REQUIRED ACTION | Transcribe everything in the records, dropping and changing nothing.

• • •

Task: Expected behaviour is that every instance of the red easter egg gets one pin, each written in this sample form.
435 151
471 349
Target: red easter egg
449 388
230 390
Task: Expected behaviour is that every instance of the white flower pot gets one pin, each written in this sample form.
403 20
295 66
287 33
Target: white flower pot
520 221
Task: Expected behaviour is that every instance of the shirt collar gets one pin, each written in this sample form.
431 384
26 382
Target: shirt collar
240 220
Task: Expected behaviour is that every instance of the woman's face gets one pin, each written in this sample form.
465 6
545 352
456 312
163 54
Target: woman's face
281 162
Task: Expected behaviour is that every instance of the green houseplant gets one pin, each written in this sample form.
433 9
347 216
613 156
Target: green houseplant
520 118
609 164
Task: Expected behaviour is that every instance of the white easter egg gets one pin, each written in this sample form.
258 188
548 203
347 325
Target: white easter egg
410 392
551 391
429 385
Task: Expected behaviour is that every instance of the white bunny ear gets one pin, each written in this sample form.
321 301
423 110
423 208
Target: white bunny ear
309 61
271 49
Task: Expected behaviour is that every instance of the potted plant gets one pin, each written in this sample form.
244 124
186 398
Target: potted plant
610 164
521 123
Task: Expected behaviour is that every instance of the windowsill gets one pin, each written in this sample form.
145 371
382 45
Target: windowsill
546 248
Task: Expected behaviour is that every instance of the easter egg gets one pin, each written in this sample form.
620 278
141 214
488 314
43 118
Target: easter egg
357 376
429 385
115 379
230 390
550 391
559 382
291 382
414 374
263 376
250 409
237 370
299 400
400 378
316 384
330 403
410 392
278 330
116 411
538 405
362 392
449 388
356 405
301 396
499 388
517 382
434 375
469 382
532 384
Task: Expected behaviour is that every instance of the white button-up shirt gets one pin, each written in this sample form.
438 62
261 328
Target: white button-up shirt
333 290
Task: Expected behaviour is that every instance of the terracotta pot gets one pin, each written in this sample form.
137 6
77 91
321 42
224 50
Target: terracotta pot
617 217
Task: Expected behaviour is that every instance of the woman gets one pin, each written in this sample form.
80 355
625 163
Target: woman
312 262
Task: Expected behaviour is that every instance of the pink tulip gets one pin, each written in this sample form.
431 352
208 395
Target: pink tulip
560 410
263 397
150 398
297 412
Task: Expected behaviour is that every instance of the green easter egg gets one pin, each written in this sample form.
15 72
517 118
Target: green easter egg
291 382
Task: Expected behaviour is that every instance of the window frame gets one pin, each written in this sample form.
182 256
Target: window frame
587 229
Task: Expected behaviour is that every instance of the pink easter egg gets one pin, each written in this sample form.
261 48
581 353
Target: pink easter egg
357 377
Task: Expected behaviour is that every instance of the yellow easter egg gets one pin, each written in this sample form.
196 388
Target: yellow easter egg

• • •

RESPONSE FOR THIS EXERCISE |
Task: Expected behaviour is that every instance of the red easter egg gets one pin, each written in this sample form.
435 151
471 349
Target: red easter egg
449 388
230 390
Task: Expected behaviour is that every instance of the white flower pot gets one pin, each written in this sample form.
403 20
295 66
287 33
Target: white flower pot
520 221
Task: Expected behaviour is that every instance of the shirt collar gets one pin, each written in this sample form.
431 384
26 382
Target: shirt collar
240 220
Task: Expected behaviour is that every instance of the woman's face gets one pin, each written in this sample form.
465 6
545 352
456 312
163 54
Target: woman's face
281 162
Task: Expected behaviour is that every instance of the green houseplant gets one pin, each written in this sample form.
433 9
347 216
613 156
Target: green houseplant
520 118
609 164
Task: Expected behaviour is that every instance of the white easter egg gets one pin, each written in this sample form.
258 188
548 203
347 325
Target: white easter egg
410 392
551 391
429 385
Task: Expected behaviour is that every instance of the white bunny ear gets one pin, each written in this sample form.
321 301
423 110
423 208
Target: white bunny ear
309 61
271 49
Task: Expected behaviour is that every instance of the potted plant gets one pin, each written in this sample form.
244 124
186 398
Target: potted plant
610 164
521 123
Task: Expected behaviour is that every instance of the windowsill gets one pin, each written in this sample form.
145 371
382 45
Target: windowsill
546 248
Task: Expected behaviour is that every instance of the easter egg gets one pin, each written in this sample form.
620 278
141 214
488 314
43 118
Target: easter egg
357 376
429 385
115 379
230 390
550 391
559 382
291 382
414 374
263 376
250 409
237 370
299 400
400 378
316 384
330 403
410 392
278 330
116 411
538 405
362 392
449 388
356 405
301 396
499 388
517 382
434 375
469 382
532 384
Task: Expected behaviour is that every instance of the white button-up shirt gets one pin, each written in this sample form.
438 62
261 328
Target: white button-up shirt
333 290
Task: Expected behaviour is that every instance of the terracotta pot gets one pin, each written in this sample form.
137 6
77 91
321 42
224 50
Target: terracotta pot
617 217
Task: Expected behaviour is that every instance of the woman gets one pin, each written in this sample form.
80 355
625 163
Target: woman
312 262
Task: Expected behaviour is that every instance of the pink tulip gets one pin, each written in this sample form.
431 352
208 395
Target: pink tulip
560 410
263 397
150 398
297 412
Task: Expected behaviour is that every instance of the green easter egg gets one pin, each written in this sample form.
15 72
517 118
Target: green easter egg
291 382
Task: Expected behaviour is that every instance of the window frame gets one pin, each written in this sample form.
182 256
Target: window frame
587 229
Task: Expected behaviour is that every instance of the pink easter egg gets one pin, each written in this sample form.
261 48
581 353
Target: pink easter egg
357 377
Task: Expected behaviour is that every instance of the yellow easter egg gets one pin, each written in this sample form.
196 388
Target: yellow easter egg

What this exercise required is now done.